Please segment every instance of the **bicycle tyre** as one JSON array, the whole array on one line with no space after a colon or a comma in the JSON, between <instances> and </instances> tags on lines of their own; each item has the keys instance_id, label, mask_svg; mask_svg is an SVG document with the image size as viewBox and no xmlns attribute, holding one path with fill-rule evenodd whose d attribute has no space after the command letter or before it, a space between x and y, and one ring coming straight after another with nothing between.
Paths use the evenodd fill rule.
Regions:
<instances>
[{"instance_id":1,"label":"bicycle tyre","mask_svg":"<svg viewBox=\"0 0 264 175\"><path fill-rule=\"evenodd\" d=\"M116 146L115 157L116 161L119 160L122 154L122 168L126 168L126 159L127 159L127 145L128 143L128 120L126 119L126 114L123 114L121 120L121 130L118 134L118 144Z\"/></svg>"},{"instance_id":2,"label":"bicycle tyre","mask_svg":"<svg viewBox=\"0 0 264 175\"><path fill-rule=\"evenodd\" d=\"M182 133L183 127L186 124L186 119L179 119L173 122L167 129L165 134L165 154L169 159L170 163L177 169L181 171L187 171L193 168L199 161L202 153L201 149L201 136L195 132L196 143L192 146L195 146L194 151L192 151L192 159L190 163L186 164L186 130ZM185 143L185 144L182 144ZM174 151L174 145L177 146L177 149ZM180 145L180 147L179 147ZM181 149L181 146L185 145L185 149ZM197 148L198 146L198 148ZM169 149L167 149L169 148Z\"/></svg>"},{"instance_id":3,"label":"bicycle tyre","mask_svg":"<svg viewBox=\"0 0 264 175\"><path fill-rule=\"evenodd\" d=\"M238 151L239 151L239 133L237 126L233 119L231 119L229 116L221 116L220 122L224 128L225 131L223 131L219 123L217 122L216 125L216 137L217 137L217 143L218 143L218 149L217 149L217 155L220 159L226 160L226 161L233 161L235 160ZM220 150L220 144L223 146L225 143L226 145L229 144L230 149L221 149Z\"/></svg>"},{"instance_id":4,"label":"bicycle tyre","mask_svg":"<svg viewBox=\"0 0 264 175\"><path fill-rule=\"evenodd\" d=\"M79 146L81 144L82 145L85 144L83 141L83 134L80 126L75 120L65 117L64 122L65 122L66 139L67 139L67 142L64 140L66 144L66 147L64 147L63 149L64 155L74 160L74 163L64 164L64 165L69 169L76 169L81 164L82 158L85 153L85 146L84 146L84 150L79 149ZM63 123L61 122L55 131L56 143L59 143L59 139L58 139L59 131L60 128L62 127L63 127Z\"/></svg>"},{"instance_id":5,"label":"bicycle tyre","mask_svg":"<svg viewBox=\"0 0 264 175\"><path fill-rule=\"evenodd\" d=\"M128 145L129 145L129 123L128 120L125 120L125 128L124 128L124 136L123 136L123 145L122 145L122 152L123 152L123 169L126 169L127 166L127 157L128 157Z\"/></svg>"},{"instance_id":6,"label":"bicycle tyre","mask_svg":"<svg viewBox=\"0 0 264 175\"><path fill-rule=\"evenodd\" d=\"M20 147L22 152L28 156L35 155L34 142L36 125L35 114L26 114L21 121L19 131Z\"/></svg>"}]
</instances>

#### Task instructions:
Every line from the first entry to the line containing "Paths use the evenodd fill rule." should be transcribed exactly, and nothing beyond it.

#### Expected answer:
Please segment every instance of the **bicycle tyre** as one JSON array, the whole array on one line with no space after a colon or a comma in the JSON, between <instances> and </instances> tags on lines of their own; each item has the keys instance_id, label, mask_svg; mask_svg is an SVG document with the image size as viewBox and no xmlns attribute, holding one path with fill-rule evenodd whose d attribute has no space after the command letter or before it, a space between x and y, and one ring coming straight after another with nothing between.
Paths use the evenodd fill rule.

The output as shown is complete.